== CONSIGNE DE TRAVAIL ==
Écrivez la suite du texte sur les adultes d'aujourd'hui et la culture contemporaine, en reprenant après sa dernière phrase.
***** EXTRAIT DU DOCUMENT
Les adultes d’aujourd’hui
Cette fiche présente quelques éléments sur les adultes et la culture contemporaine (2010) et les attentes et dynamismes vitaux des adultes aujourd’hui.
Éléments sur les adultes et la culture contemporaine
Une première évidence s’impose : « les » adultes, ça n’existe pas ! Il n’existe que « des » adultes et des adultes bien divers.[1] .
L’âge adulte, lui-même, est marqué par une succession d’étapes, à prendre en compte.
Trois étapes sont souvent citées :
- le début de la vie d’adulte, période où il devient autonome, construit sa personnalité, imagine sa vie future.
- Le milieu de la vie avec la maturité, le temps des responsabilités, des premiers bilans, la prise de conscience que l’on est mortel.
- La vieillesse avec la diminution progressive de certaines capacités mais l’acquisition d’une sagesse devant les événements de la vie.
Toutefois, Guy Lescanne, comme d’autres sociologues contemporains, [2] signale certaines constantes ou attitudes, manières de vivre et de penser qui caractérisent les adultes de notre société, particulièrement les jeunes adultes. Ces caractéristiques questionnent la proposition de la foi.
La culture du sujet
Autonomie, singularité, liberté d’expression : L’adulte s’affirme d’abord comme sujet avant d’être acteur social. Il a besoin d’être écouté, pris en compte dans son histoire personnelle, dans ses questionnements et recherche de sens, d’élaborer des convictions personnelles et peut percevoir certaines réglementations de la vie en société comme une entrave à son dynamisme et développement personnel.
La singularité du sujet et de sa quête demande que soient pris en compte les histoires personnelles, le besoin d’être écouté. Cependant la foi chrétienne ne peut se satisfaire d’une présentation purement subjective. Elle confronte à une vérité transmise par la Tradition. Elle invite aussi le sujet à accueillir et à développer le sens communautaire.
**********
***** MATÉRIEL FOURNI
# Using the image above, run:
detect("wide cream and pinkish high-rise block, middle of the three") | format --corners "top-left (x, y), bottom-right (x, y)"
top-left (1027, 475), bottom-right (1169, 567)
**********
== RÉPONSE ATTENDUE ==
La culture démocratique
elle se traduit dans des pratiques de participation, de concertation, d’élaboration des propositions, où tout peut être mis en débat : les personnes ont sans cesse à prouver la pertinence et la crédibilité des décisions qu’elles sont amenées à prendre.
Cette situation invite à une nouvelle manière de vivre en Eglise faisant davantage place à la parole et à la responsabilité de chacun et à faire découvrir la place d’un Dieu qui se révèle.
La culture de la mobilité
Le rapport à l’espace et au temps se transforme. Pour des raisons professionnelles, familiales, les personnes n’habitent plus de manière permanente sur un même lieu. Les changements sont fréquents. La difficulté de se projeter dans l’avenir entraîne une survalorisation de l’immédiat. Les adultes d’aujourd’hui hésitent de plus en plus à s’engager dans la durée et le font plutôt avec un but déterminé motivant. La notion d’appartenance à un groupe constitué de façon stable devient problématique.
Les modes d’appartenance à la communauté chrétienne s’en trouvent modifiés. Par exemple : l’attachement à une paroisse, l’engagement dans un mouvement, la collaboration à un service d’Eglise.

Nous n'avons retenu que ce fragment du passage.